WHAT YOU NEED TO DO
Copy the rows below word for word.
— Start ITEMS —
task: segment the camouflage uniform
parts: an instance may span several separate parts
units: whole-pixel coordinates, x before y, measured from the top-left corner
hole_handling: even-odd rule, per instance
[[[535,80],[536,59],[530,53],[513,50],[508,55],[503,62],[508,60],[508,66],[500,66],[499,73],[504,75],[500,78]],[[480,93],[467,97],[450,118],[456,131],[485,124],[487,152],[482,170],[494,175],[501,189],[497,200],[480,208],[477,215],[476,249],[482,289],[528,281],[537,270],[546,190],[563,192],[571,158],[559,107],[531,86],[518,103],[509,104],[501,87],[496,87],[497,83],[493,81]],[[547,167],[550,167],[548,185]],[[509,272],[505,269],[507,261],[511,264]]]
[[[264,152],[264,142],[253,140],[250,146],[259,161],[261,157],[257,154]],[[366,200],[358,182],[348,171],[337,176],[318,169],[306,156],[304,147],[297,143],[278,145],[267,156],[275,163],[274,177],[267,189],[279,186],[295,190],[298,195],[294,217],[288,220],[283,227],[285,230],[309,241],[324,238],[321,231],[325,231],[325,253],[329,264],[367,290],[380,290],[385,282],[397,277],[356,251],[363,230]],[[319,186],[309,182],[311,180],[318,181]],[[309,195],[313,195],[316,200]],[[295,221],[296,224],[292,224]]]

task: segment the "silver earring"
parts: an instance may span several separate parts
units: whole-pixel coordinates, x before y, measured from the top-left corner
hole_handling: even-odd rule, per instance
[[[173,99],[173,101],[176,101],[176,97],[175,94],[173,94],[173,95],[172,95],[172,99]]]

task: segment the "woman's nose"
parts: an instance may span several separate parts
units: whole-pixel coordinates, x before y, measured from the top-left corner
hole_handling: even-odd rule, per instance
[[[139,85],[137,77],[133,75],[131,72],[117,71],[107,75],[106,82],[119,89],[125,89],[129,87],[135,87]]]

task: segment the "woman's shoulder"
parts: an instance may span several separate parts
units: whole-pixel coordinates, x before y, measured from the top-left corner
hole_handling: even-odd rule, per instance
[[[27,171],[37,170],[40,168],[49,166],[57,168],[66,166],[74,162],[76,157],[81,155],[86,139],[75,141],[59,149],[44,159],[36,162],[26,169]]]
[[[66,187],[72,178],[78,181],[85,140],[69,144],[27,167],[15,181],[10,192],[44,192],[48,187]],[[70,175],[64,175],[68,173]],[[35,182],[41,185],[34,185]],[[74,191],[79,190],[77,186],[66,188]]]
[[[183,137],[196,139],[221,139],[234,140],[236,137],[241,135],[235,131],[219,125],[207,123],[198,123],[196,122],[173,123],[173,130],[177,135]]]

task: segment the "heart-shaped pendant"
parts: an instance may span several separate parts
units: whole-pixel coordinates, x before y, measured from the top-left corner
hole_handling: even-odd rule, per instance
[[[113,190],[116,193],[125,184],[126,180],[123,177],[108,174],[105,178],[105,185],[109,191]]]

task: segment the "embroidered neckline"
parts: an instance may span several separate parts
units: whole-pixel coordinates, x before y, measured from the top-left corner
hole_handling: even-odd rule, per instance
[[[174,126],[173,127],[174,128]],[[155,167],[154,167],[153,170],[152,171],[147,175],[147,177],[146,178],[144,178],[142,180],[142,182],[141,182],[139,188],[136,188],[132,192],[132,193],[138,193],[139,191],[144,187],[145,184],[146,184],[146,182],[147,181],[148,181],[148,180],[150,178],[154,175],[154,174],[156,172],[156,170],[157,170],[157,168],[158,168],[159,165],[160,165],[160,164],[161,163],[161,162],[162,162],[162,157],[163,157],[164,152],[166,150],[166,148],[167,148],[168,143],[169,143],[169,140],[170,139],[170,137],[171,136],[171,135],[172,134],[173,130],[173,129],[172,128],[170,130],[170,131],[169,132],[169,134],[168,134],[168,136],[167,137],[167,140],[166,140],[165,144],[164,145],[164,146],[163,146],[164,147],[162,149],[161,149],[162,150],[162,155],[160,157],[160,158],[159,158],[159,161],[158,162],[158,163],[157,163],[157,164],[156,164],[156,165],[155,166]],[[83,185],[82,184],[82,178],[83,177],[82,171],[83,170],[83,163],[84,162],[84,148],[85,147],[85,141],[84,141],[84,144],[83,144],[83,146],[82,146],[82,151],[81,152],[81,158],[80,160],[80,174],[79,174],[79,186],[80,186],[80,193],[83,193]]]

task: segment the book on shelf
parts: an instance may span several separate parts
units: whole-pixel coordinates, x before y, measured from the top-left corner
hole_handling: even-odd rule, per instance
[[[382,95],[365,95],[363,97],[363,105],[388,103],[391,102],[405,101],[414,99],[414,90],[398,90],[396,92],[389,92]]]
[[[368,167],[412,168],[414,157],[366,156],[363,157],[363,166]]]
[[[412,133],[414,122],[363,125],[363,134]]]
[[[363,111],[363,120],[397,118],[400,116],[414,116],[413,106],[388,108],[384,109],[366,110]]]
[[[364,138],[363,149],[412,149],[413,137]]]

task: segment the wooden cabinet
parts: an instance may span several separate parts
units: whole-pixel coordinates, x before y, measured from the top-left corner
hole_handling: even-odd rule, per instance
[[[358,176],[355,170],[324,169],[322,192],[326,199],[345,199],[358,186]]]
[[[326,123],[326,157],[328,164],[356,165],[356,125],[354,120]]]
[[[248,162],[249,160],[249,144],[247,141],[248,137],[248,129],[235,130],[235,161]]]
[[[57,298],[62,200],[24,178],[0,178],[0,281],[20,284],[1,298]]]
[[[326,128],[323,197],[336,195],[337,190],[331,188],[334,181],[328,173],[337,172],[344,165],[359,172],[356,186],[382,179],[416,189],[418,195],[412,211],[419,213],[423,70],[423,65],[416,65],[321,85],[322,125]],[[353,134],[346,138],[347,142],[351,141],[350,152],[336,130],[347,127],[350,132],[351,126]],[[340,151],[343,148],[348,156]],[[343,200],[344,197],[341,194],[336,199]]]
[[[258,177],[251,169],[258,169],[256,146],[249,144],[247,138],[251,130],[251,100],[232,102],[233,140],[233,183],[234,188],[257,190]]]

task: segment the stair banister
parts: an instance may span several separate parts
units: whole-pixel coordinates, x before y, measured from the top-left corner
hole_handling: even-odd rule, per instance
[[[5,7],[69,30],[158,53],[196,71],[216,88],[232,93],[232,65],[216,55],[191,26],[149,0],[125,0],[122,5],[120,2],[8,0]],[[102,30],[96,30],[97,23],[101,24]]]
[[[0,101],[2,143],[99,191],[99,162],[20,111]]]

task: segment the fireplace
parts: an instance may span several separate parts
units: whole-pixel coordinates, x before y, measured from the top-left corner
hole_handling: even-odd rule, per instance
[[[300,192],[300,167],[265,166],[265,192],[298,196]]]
— End ITEMS —
SOLUTION TO THIS PROBLEM
task: segment the camouflage uniform
parts: an instance may span several separate parts
units: whole-pixel coordinates, x before y, measured from the top-left corner
hole_handling: even-odd rule, per instance
[[[535,80],[536,59],[530,53],[513,50],[508,55],[503,62],[508,60],[508,66],[500,66],[499,73],[504,75],[500,78]],[[480,93],[467,97],[450,118],[456,131],[485,124],[487,152],[482,170],[494,175],[501,189],[497,200],[480,208],[477,215],[476,249],[482,289],[528,281],[537,270],[546,190],[563,192],[571,158],[559,107],[531,86],[518,103],[509,104],[501,87],[496,87],[497,83],[493,81]],[[547,167],[550,167],[548,185]],[[509,272],[505,269],[507,261],[511,264]]]
[[[264,152],[264,142],[253,140],[250,146],[259,161],[261,157],[257,154]],[[366,200],[358,182],[348,171],[337,176],[318,169],[306,156],[304,147],[297,143],[278,145],[267,156],[275,163],[274,177],[267,189],[279,186],[295,190],[298,195],[294,217],[288,220],[283,227],[285,230],[309,241],[324,238],[321,231],[325,231],[325,253],[329,264],[367,290],[380,290],[385,282],[397,277],[356,251],[363,230]],[[319,186],[309,182],[311,180],[318,181]],[[309,195],[313,195],[316,200]],[[295,221],[296,224],[292,224]]]

task: segment the "silver earring"
parts: an instance may span several separate parts
units: whole-pixel coordinates, x before y, measured from the top-left corner
hole_handling: even-odd rule, per instance
[[[173,99],[173,101],[176,101],[176,97],[175,94],[173,94],[173,95],[172,95],[172,99]]]

task: segment the "woman's nose"
parts: an instance may span several separate parts
units: whole-pixel coordinates, x before y, measured from the top-left corner
hole_handling: even-odd rule, per instance
[[[139,85],[137,77],[133,75],[131,72],[117,71],[107,75],[106,82],[119,89],[125,89],[129,87],[135,87]]]

task: segment the "woman's shoulder"
parts: an instance may span several separate parts
units: whole-pixel coordinates, x before y, measured from the top-left corner
hole_handling: even-odd rule, per instance
[[[27,171],[37,170],[40,168],[49,166],[57,168],[66,166],[74,162],[76,157],[81,155],[86,139],[75,141],[59,149],[44,159],[36,162],[26,169]]]
[[[66,187],[72,178],[78,181],[85,140],[69,144],[27,167],[15,181],[10,192],[44,192],[48,187]],[[70,175],[64,175],[68,173]],[[35,182],[41,185],[34,185]],[[74,191],[79,190],[77,186],[66,188]]]
[[[183,137],[196,139],[221,139],[234,140],[236,137],[241,135],[235,131],[219,125],[207,123],[198,123],[196,122],[173,123],[173,130],[177,135]]]

task: segment the "heart-shaped pendant"
parts: an instance may span several separate parts
units: whole-pixel coordinates, x before y, measured from the top-left corner
hole_handling: even-odd rule, per instance
[[[113,190],[116,193],[125,184],[126,180],[123,177],[108,174],[105,178],[105,185],[109,191]]]

task: segment the "embroidered neckline"
parts: an instance may span several separate parts
units: whole-pixel coordinates, x before y, measured from the top-left corner
hole_handling: even-odd rule, per instance
[[[174,126],[173,127],[174,128]],[[155,167],[154,167],[153,170],[152,171],[147,175],[147,177],[146,178],[144,178],[142,180],[142,182],[141,182],[139,188],[136,188],[132,192],[132,193],[138,193],[139,191],[144,187],[145,184],[146,184],[146,182],[147,181],[148,181],[148,180],[150,178],[154,175],[154,174],[156,172],[156,170],[157,170],[157,168],[158,168],[159,165],[160,165],[160,164],[161,163],[161,162],[162,162],[162,157],[163,157],[164,152],[166,150],[166,148],[167,148],[168,143],[169,143],[169,140],[170,139],[170,137],[171,136],[171,135],[172,134],[173,130],[173,129],[172,128],[170,130],[170,131],[169,132],[169,134],[168,134],[168,136],[167,137],[167,140],[166,140],[165,144],[164,145],[164,146],[163,146],[164,147],[162,149],[161,149],[162,150],[162,155],[160,157],[160,158],[159,158],[159,161],[158,162],[158,163],[157,163],[157,164],[156,164],[156,165],[155,166]],[[83,185],[82,184],[82,178],[83,177],[82,171],[83,170],[83,163],[84,162],[84,148],[85,147],[85,141],[84,141],[84,144],[83,144],[83,146],[82,146],[82,151],[81,152],[81,158],[80,160],[80,174],[79,174],[79,186],[80,186],[80,193],[83,193]]]

task: segment the book on shelf
parts: an instance may span several separate parts
units: whole-pixel coordinates, x before y, measured from the top-left corner
hole_handling: even-odd rule, per instance
[[[382,95],[365,95],[363,97],[363,105],[388,103],[391,102],[405,101],[414,99],[414,90],[398,90],[396,92],[389,92]]]
[[[368,167],[412,168],[414,157],[366,156],[363,157],[363,166]]]
[[[412,133],[414,122],[363,125],[363,134]]]
[[[363,111],[363,120],[397,118],[400,116],[414,116],[413,106],[388,108],[384,109],[366,110]]]
[[[364,138],[363,149],[412,149],[413,137]]]

task: segment the wooden cabinet
parts: an instance may span several separate parts
units: whole-pixel coordinates, x before y, measured from the top-left corner
hole_handling: even-odd rule, per instance
[[[358,176],[355,170],[324,169],[322,192],[326,199],[345,199],[358,186]]]
[[[326,123],[326,157],[328,164],[356,165],[356,125],[354,120]]]
[[[248,162],[249,160],[249,144],[247,141],[248,137],[248,129],[235,130],[235,161]]]
[[[57,298],[62,200],[24,178],[0,178],[0,281],[20,284],[1,298]]]
[[[326,128],[323,197],[336,195],[337,190],[331,188],[334,181],[328,173],[337,172],[344,165],[359,172],[356,186],[382,179],[416,189],[418,195],[412,211],[419,213],[423,70],[423,65],[416,65],[321,85],[322,125]],[[353,134],[346,138],[347,142],[351,141],[350,152],[336,130],[347,127],[350,132],[351,126]],[[340,151],[343,148],[348,156]],[[343,200],[344,197],[341,194],[336,199]]]
[[[258,177],[251,169],[258,169],[256,146],[249,144],[247,138],[251,130],[251,100],[232,102],[233,140],[233,183],[234,188],[257,190]]]

task: segment the stair banister
parts: an instance may span several separate parts
units: whole-pixel coordinates, x before y, measured from the top-left corner
hole_handling: even-odd rule, per instance
[[[5,7],[69,30],[158,53],[196,71],[216,88],[232,93],[232,65],[216,55],[191,26],[149,0],[125,0],[122,5],[120,2],[8,0]],[[102,30],[96,30],[97,23],[101,24]]]
[[[0,101],[2,143],[99,191],[99,162],[20,111]]]

task: segment the fireplace
parts: an instance may span several separate parts
units: whole-pixel coordinates, x before y, measured from the top-left corner
hole_handling: even-odd rule, per instance
[[[300,192],[300,167],[265,166],[265,192],[298,196]]]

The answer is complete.